§ EXERCISE SET:
A. In the tcpdump mailing-list message, which network interface does the working capture command listen on?
B. Return everything in the tcpdump mailing-list message from "It would seem" down to "it doesn't work.".
C. Take the tcpdump mailing-list message further, picking up right after its last sentence.
* Begin TEXT EXCERPT *
On Wed, 2 May 2007, CSB wrote:


Well, the first thing I notice is that your first tcpdump example is
listening on eth0, and the second is listening on eth1.

What happens when you do

tcpdump -i eth1 -s 0 -w /tmp/tcpdump.1

Do you see the RTP traffic then?

Thanks

That was a typo. Should have read:
The following works:
tcpdump -i eth1 -s 0 -w /tmp/tcpdump.1

But I want to be a bit more selective:
tcpdump -C 100 -W 10 -w /tmp/tcpdump -i eth1 -s 0 udp and dst port >= 5060

This doesn't capture the RTP traffic. Could anyone advise what I'm doing wrong or suggest a better way?

It would seem that there are various versions of tcpdump/pcap... My system would seem to want to use something like:

  tcpdump ... udp portrange 5060-65535

according to the manual, but it doesn't work.
* End TEXT EXCERPT *
* Begin DATA *
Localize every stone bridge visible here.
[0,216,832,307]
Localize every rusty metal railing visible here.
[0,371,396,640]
* End DATA *
§ ANSWERS BELOW:
A. eth1

B.
It would seem that there are various versions of tcpdump/pcap... My system would seem to want to use something like:

  tcpdump ... udp portrange 5060-65535

according to the manual, but it doesn't work.

C.
If the port ranging really isn't working for you, then what I'd probably be inclined to do is actually do it the other way round and reject ports you aren't intersted in, so:

  tcpdump ... udp and not port 53 and not port 123

53 is DNS and 123 is NTP. There aren't usually any other UDP services running on your typical Linux box, but if there are, you can quickly filter then out. (eg. add in a reject of 4569 for IAX2)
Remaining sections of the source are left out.